## Start Provided data

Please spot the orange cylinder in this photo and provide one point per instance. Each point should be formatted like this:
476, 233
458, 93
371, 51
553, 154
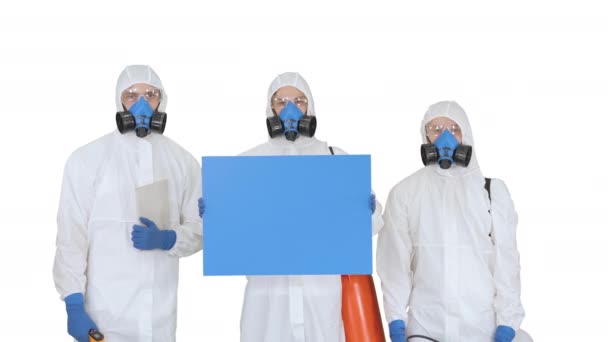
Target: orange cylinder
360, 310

## End Provided data
## Start Provided data

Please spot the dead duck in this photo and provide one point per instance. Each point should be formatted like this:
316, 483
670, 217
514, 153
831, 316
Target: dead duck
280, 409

## End Provided data

▶ **Exercise prompt**: Locate every line in the material above that contains the string "cylinder", treating uppercase and lowercase as distinct, and copy each such line.

▶ **Exercise solution**:
Please spot the orange cylinder in this photo and provide one point per instance. Each point should be formatted like this:
Target: orange cylinder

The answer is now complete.